Named object pointing entries:
+++++

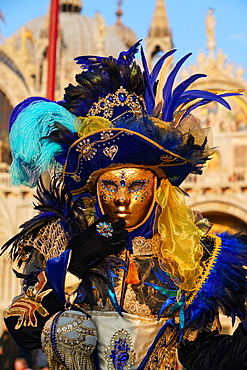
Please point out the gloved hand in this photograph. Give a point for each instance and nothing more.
(95, 243)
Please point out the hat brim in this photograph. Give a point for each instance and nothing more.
(94, 154)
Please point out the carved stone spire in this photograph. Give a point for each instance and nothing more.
(159, 36)
(210, 23)
(119, 11)
(72, 6)
(159, 26)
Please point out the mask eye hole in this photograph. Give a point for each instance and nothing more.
(137, 185)
(109, 185)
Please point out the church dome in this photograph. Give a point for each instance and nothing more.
(70, 5)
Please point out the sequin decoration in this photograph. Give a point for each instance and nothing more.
(110, 151)
(104, 229)
(86, 149)
(72, 336)
(105, 106)
(120, 353)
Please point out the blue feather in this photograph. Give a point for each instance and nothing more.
(166, 304)
(154, 74)
(149, 94)
(167, 90)
(31, 156)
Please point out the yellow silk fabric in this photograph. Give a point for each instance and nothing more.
(180, 250)
(87, 125)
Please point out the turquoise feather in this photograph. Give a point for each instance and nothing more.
(32, 156)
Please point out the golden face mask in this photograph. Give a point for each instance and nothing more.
(127, 193)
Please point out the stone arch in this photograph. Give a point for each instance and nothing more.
(226, 216)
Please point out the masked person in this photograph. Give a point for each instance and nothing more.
(119, 272)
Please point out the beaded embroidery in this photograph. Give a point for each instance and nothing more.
(120, 354)
(105, 106)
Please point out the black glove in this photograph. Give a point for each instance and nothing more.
(91, 246)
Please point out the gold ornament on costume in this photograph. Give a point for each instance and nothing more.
(26, 305)
(105, 106)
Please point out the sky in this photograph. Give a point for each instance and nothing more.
(186, 19)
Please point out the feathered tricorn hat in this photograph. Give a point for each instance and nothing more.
(113, 117)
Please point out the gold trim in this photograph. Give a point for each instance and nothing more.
(207, 271)
(94, 175)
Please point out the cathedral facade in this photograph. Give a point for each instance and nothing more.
(220, 194)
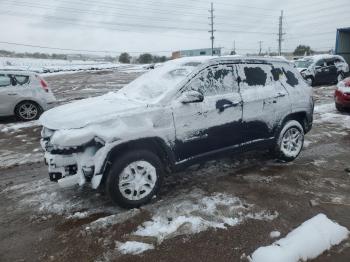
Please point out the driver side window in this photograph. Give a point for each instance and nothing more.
(320, 63)
(214, 80)
(5, 81)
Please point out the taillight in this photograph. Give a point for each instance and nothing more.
(44, 85)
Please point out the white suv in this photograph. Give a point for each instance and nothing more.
(24, 94)
(176, 115)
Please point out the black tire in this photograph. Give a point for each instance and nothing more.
(115, 172)
(279, 150)
(339, 108)
(36, 111)
(340, 77)
(310, 80)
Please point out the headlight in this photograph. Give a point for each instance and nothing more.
(47, 133)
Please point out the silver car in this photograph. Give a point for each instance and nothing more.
(24, 94)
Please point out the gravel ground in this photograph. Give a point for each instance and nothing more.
(248, 195)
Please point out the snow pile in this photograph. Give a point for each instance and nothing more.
(133, 247)
(327, 113)
(191, 216)
(308, 241)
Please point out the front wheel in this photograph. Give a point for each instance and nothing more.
(28, 110)
(310, 81)
(340, 77)
(134, 178)
(290, 141)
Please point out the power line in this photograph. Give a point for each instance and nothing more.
(79, 50)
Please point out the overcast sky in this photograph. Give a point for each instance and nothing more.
(164, 26)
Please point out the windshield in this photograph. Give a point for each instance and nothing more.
(154, 84)
(303, 63)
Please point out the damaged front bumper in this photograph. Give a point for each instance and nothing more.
(71, 166)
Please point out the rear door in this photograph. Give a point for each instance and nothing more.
(214, 123)
(262, 95)
(8, 95)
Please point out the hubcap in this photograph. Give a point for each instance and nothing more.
(340, 77)
(137, 180)
(28, 111)
(292, 142)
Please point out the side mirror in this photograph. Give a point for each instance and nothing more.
(191, 97)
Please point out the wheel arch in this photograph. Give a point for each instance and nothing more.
(301, 117)
(154, 144)
(26, 100)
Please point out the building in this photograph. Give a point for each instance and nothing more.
(196, 52)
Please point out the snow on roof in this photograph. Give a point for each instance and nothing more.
(307, 241)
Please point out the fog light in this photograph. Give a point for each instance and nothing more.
(88, 171)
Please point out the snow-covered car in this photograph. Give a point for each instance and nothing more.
(24, 94)
(342, 95)
(322, 69)
(181, 113)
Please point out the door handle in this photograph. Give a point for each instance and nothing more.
(223, 104)
(279, 94)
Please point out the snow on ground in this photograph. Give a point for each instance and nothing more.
(133, 247)
(308, 241)
(13, 127)
(327, 113)
(52, 65)
(11, 158)
(195, 213)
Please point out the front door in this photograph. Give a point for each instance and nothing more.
(7, 95)
(214, 123)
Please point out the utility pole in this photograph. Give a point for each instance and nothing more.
(280, 33)
(233, 52)
(211, 11)
(260, 43)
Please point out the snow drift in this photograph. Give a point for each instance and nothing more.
(308, 241)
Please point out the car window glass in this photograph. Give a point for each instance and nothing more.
(21, 79)
(255, 75)
(320, 63)
(214, 80)
(292, 80)
(5, 81)
(330, 62)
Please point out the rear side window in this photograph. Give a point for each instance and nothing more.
(292, 80)
(5, 80)
(320, 62)
(255, 76)
(214, 81)
(21, 79)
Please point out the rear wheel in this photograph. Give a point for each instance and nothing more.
(339, 107)
(310, 81)
(28, 110)
(134, 178)
(290, 141)
(340, 77)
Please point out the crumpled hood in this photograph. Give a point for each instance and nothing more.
(88, 111)
(301, 69)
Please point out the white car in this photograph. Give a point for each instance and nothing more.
(181, 113)
(24, 94)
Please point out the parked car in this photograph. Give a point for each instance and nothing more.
(181, 113)
(342, 95)
(322, 69)
(24, 94)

+++++

What to produce: Reproduce the final stretch of the data above: every line from the one holding "Please point out the car window" through the end, inclusive, exactly as written and nothing else.

The reply:
Please point out the car window glass in this photograph. Give a point for each instance and nothing more.
(21, 79)
(255, 75)
(320, 63)
(214, 80)
(292, 80)
(5, 81)
(330, 62)
Please point out the rear side window in this photograph. Give a point for each instance and nothing more.
(292, 80)
(5, 80)
(320, 62)
(255, 76)
(214, 81)
(21, 79)
Please point out the rear wheel in this photograph. Give a point for each instance and nothing more.
(339, 107)
(310, 81)
(28, 110)
(134, 178)
(290, 141)
(340, 77)
Please point out the crumpled hood in this photograph. Give a point for each instance and nothing more.
(88, 111)
(301, 69)
Please point out the white car in this photograph. Give a point for each instance and nothing more.
(181, 113)
(24, 94)
Please point out the parked car in this photograph. Give a point for each instance and nothing more.
(181, 113)
(342, 95)
(322, 69)
(24, 94)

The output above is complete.